▼▼▼
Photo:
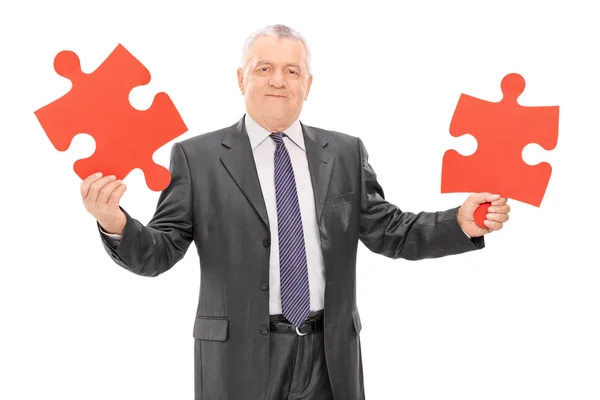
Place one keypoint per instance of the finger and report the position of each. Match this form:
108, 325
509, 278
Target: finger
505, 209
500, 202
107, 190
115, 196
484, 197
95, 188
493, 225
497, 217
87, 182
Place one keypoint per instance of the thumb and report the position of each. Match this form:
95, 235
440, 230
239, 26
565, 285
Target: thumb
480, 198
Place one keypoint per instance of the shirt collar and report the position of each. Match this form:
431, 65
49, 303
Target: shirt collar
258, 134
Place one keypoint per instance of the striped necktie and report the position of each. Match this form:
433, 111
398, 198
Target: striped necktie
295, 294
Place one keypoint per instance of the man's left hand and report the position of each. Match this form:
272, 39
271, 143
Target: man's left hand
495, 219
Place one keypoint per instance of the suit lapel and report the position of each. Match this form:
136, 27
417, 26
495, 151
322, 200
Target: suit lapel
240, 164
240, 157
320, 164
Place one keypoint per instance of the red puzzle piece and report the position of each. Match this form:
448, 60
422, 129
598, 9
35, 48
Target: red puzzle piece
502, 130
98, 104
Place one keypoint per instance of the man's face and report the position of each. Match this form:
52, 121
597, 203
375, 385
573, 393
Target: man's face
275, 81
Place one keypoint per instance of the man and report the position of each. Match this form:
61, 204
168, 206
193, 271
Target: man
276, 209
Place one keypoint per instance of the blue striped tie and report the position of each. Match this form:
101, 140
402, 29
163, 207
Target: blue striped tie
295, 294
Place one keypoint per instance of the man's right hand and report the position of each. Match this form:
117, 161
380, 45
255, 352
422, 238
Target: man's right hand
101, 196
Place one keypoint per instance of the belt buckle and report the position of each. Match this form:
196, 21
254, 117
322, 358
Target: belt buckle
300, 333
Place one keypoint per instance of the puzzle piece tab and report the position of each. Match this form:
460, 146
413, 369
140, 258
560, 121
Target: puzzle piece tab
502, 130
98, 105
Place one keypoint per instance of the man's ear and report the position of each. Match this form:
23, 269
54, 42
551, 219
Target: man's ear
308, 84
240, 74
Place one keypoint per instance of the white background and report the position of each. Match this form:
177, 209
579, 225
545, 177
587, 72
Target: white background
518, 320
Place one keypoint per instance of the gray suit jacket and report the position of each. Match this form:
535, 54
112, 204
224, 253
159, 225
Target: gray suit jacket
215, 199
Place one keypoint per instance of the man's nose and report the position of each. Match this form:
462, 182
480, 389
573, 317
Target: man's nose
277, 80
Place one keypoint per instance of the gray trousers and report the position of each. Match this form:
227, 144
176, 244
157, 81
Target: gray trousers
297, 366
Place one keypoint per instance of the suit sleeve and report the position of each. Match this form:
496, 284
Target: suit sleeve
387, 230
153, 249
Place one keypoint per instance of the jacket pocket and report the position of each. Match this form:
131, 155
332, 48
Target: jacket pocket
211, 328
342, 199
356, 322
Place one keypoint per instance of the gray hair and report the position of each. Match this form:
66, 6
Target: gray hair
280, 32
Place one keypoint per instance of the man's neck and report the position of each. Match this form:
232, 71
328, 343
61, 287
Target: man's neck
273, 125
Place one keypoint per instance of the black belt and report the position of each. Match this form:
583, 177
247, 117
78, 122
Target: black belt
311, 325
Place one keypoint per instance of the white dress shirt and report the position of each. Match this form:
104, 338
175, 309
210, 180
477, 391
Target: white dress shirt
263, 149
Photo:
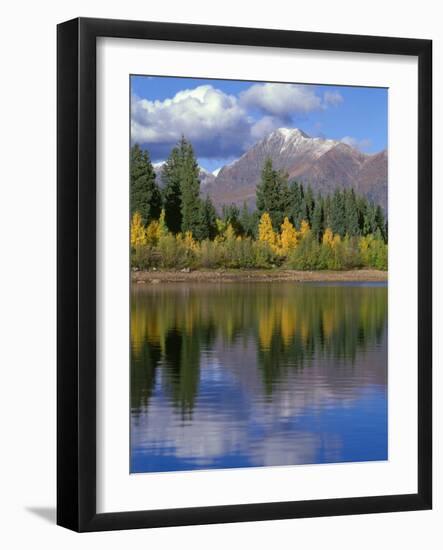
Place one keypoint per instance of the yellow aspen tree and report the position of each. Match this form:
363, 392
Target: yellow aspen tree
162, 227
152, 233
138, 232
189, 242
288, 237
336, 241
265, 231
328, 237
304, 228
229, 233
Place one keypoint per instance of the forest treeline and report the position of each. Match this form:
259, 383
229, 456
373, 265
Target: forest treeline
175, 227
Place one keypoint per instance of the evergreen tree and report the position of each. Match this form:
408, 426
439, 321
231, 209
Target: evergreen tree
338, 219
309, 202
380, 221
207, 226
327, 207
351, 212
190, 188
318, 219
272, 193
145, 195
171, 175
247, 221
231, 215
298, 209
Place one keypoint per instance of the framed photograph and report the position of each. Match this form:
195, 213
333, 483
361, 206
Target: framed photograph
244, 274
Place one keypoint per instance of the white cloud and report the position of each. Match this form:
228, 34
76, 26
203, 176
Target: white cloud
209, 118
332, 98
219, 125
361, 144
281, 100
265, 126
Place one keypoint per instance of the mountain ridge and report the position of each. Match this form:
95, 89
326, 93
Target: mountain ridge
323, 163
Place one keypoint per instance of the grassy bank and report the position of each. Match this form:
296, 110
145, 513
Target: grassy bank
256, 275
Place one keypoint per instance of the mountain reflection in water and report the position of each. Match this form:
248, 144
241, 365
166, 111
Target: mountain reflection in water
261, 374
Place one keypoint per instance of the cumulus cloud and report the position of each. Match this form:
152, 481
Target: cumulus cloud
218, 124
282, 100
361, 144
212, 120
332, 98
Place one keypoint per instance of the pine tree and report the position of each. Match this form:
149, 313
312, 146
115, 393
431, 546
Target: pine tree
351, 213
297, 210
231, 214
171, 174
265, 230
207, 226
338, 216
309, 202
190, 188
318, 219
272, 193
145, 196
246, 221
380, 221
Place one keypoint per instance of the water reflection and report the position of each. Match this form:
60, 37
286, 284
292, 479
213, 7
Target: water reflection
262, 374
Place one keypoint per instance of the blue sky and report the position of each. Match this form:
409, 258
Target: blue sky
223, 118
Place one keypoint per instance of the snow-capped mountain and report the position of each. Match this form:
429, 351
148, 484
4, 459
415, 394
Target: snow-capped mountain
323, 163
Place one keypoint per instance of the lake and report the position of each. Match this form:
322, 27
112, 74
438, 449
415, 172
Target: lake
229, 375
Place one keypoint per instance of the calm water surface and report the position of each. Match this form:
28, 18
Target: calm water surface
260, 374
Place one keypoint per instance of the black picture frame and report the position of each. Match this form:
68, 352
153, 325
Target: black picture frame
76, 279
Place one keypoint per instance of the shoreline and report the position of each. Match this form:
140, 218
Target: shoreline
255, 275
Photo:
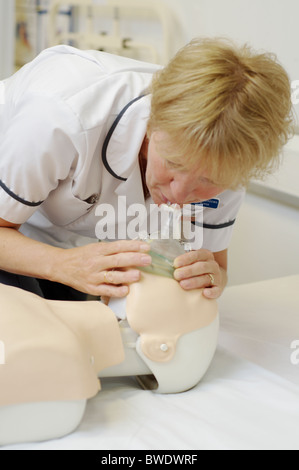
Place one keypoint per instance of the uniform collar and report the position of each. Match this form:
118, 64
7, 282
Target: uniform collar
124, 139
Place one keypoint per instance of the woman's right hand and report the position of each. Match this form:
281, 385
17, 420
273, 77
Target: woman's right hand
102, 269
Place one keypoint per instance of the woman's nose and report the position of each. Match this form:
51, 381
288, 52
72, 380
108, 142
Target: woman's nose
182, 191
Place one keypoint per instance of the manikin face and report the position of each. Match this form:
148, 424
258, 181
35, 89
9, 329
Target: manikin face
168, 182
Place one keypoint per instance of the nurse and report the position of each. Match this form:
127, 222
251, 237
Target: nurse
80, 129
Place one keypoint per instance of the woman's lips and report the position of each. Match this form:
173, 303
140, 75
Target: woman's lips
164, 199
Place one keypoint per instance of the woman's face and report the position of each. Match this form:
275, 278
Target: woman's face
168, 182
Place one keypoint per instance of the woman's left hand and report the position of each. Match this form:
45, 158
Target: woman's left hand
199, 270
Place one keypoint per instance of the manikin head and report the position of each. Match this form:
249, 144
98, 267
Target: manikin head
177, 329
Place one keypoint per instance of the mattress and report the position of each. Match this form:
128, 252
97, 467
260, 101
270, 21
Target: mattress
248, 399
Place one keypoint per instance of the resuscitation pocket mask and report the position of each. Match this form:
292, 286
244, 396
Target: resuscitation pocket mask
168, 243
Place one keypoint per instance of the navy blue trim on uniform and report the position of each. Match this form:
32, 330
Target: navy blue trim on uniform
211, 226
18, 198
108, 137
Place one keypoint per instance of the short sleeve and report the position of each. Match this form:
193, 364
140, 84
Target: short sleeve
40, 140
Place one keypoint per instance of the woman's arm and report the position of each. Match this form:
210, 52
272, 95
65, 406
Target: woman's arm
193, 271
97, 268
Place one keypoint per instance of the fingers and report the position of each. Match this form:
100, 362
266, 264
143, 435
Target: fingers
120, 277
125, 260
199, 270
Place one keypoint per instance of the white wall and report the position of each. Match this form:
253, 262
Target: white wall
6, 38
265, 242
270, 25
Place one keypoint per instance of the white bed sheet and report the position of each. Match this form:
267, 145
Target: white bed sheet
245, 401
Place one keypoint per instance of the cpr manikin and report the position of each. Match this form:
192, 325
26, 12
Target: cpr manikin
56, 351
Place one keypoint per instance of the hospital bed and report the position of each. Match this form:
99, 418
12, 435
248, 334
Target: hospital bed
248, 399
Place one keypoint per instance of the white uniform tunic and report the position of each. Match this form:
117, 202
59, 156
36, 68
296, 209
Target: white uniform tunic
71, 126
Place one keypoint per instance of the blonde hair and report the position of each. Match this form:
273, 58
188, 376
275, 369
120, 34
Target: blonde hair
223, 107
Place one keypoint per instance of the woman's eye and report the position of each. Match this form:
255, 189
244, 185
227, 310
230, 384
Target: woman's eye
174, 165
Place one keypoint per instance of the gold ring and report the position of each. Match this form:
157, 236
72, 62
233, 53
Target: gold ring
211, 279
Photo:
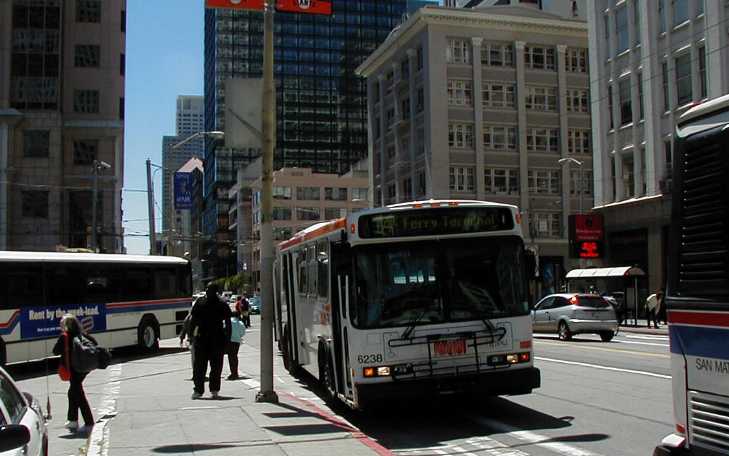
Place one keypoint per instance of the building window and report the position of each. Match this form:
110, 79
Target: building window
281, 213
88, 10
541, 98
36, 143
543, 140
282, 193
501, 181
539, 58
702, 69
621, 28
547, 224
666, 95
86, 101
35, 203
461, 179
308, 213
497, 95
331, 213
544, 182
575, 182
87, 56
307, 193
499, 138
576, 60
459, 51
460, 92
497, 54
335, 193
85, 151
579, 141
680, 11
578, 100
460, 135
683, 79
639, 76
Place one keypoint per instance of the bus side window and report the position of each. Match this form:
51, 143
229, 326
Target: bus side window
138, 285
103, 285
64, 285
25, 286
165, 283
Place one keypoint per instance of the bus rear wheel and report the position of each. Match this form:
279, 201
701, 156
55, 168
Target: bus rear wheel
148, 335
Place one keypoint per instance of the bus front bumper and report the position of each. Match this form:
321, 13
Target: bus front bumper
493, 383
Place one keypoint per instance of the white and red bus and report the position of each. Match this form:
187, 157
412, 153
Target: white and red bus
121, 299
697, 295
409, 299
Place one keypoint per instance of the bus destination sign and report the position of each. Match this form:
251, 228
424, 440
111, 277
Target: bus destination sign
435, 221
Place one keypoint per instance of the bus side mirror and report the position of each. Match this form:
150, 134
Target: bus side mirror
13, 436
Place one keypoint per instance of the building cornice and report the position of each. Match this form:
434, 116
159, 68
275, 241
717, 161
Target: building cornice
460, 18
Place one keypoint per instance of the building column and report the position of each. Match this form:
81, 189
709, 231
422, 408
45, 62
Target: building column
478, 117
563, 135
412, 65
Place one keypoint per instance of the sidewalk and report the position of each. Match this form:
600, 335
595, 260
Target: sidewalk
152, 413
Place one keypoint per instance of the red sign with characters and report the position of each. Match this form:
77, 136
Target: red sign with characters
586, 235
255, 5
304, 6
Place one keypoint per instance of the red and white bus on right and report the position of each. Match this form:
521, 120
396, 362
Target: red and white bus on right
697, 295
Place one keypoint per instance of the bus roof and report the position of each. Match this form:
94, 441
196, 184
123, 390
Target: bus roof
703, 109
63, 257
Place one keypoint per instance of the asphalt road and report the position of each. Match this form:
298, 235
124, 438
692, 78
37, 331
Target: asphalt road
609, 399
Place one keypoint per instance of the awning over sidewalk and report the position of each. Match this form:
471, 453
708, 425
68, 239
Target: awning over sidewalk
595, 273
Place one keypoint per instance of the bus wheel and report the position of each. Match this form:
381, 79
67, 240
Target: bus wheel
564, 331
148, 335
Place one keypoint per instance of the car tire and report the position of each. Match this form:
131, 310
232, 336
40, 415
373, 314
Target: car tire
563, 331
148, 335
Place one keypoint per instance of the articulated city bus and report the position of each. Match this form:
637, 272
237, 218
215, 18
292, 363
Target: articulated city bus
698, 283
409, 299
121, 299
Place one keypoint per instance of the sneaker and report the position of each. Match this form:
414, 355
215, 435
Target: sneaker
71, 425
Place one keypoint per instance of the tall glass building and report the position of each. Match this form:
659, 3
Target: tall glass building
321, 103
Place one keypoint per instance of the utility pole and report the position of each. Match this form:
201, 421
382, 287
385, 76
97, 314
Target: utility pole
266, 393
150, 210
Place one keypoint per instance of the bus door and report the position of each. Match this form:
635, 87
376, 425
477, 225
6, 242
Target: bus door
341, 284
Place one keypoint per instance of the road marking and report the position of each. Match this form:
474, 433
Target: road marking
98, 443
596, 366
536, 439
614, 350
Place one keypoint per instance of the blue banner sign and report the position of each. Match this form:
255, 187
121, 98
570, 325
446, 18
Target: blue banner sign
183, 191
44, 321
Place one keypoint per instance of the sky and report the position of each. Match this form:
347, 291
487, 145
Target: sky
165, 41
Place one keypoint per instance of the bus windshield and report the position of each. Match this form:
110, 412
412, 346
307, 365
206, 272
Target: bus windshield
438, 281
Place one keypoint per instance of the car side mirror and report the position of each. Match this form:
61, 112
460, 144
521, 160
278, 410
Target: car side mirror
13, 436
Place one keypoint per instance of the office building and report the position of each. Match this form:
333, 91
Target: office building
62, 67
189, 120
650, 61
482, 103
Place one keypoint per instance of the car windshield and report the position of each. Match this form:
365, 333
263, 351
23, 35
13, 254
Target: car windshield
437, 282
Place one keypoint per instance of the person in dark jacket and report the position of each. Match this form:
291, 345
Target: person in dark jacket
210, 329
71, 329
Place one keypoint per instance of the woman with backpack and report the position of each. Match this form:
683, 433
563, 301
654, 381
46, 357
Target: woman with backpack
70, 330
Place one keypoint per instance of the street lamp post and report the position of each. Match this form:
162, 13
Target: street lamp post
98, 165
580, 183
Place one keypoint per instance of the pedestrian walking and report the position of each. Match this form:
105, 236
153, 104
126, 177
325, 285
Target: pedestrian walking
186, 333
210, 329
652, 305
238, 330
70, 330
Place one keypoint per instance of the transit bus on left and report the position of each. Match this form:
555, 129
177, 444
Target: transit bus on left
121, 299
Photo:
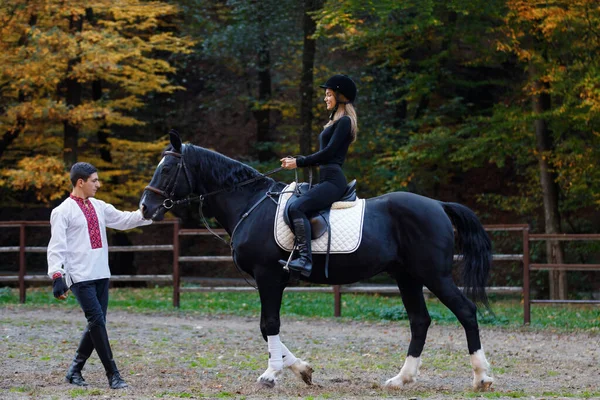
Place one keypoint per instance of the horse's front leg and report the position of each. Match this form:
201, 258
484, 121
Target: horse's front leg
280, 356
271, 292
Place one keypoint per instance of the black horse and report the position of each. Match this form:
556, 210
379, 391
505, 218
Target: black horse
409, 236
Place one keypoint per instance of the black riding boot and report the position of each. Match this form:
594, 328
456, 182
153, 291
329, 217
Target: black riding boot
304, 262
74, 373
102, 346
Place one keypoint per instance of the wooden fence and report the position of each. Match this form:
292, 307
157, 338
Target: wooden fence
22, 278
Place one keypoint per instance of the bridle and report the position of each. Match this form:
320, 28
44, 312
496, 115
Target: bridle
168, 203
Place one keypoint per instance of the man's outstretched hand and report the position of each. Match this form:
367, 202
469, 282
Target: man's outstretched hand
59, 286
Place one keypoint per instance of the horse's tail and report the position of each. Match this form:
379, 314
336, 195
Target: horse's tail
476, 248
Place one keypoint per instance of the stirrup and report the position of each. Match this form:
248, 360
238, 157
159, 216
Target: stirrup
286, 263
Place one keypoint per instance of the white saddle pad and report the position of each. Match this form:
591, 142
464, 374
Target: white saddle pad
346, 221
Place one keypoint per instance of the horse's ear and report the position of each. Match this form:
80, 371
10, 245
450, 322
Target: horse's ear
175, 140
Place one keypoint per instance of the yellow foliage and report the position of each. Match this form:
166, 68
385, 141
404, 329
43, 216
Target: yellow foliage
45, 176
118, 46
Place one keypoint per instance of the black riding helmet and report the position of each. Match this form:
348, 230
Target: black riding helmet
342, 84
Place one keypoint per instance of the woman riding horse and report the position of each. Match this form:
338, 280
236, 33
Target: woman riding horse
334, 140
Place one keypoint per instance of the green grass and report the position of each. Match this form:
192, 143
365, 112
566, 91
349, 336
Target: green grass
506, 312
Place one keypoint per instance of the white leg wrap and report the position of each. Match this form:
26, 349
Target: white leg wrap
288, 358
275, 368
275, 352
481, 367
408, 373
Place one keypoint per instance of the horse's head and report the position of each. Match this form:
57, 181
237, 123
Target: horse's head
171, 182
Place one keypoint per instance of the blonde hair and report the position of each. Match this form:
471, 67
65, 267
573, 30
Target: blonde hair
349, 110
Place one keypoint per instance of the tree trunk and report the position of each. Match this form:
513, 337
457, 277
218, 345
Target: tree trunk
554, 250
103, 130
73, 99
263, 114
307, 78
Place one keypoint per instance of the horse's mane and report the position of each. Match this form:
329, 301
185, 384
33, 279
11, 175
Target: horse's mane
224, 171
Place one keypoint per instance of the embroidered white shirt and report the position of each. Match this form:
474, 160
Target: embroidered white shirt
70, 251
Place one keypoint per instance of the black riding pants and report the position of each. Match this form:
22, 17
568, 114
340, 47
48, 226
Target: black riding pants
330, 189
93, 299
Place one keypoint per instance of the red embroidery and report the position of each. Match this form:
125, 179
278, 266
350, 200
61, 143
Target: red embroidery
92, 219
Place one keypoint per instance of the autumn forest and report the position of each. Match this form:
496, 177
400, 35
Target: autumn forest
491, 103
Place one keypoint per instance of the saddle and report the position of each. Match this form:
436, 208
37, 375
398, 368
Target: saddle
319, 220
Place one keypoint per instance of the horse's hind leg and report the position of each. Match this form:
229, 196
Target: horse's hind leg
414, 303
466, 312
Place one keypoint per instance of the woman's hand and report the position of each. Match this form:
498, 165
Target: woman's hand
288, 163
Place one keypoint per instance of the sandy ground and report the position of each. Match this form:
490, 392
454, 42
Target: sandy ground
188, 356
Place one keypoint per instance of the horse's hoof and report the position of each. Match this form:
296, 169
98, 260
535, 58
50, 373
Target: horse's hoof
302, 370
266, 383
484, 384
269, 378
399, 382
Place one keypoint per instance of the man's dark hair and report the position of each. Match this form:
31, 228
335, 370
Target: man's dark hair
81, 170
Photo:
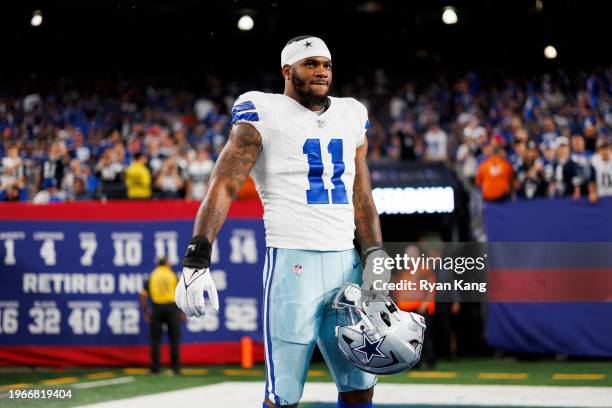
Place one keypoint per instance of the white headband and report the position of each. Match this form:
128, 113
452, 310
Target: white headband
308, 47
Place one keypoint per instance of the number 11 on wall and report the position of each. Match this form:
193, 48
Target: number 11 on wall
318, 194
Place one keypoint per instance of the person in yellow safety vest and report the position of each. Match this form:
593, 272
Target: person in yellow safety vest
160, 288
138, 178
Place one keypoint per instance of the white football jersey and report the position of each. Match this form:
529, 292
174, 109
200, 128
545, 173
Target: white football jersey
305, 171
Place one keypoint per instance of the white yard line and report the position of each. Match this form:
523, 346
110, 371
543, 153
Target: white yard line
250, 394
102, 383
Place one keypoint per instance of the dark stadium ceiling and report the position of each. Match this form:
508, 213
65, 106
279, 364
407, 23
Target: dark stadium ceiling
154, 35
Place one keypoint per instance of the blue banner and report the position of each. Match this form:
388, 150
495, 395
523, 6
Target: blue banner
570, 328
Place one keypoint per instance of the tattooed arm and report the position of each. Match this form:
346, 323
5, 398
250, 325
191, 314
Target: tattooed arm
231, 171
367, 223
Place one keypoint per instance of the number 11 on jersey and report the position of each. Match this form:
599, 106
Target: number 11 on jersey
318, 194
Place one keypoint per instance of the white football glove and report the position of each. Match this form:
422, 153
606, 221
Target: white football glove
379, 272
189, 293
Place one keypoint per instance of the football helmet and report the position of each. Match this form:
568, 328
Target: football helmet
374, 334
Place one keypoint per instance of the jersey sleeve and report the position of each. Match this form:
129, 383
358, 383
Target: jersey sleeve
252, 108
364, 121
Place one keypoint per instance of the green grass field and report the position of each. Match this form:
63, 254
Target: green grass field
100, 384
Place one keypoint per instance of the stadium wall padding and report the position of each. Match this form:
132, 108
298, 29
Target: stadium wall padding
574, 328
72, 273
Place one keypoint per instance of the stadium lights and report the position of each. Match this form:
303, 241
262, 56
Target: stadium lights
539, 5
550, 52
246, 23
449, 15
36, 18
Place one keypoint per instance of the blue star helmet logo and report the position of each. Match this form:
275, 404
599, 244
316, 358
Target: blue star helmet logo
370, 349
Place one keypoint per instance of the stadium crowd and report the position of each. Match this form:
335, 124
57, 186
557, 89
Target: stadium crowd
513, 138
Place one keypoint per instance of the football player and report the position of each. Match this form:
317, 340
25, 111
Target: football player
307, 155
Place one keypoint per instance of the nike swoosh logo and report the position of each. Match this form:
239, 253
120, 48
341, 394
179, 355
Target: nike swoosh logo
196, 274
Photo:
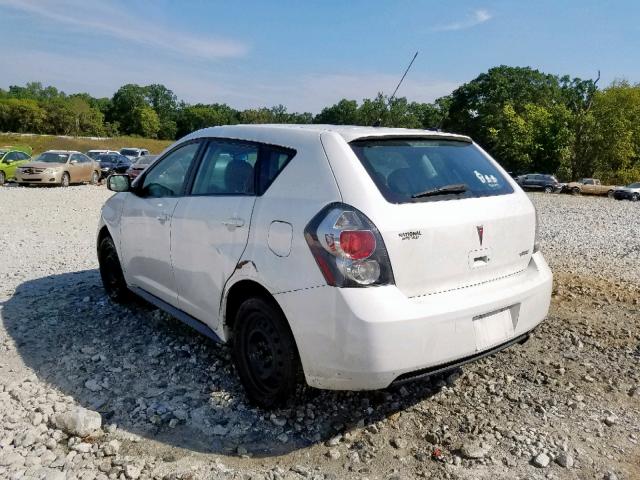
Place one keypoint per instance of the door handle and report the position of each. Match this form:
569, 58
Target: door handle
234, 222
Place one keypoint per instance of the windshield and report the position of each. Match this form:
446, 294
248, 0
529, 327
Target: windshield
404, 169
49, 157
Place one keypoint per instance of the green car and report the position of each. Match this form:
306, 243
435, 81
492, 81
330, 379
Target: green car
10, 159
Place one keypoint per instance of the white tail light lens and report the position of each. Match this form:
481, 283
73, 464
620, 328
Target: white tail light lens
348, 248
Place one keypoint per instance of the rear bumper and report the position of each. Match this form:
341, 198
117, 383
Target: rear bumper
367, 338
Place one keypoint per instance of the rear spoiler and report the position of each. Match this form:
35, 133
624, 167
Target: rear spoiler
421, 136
▲▲▲
* YOUR TASK
The lines from the one containing "Target: white tail light lens" through the last line of the material above are to be copied exactly, both ends included.

* WRITTEN RESPONSE
Target: white tail light lens
348, 248
Place one keypoint per instance of the rear bumper and report the position of each. Match this form:
341, 198
117, 383
Target: rear bumper
367, 338
Place one keypoint per instance of the rear spoiler and report the position of each. Match this form:
35, 133
624, 167
Target: rear spoiler
421, 136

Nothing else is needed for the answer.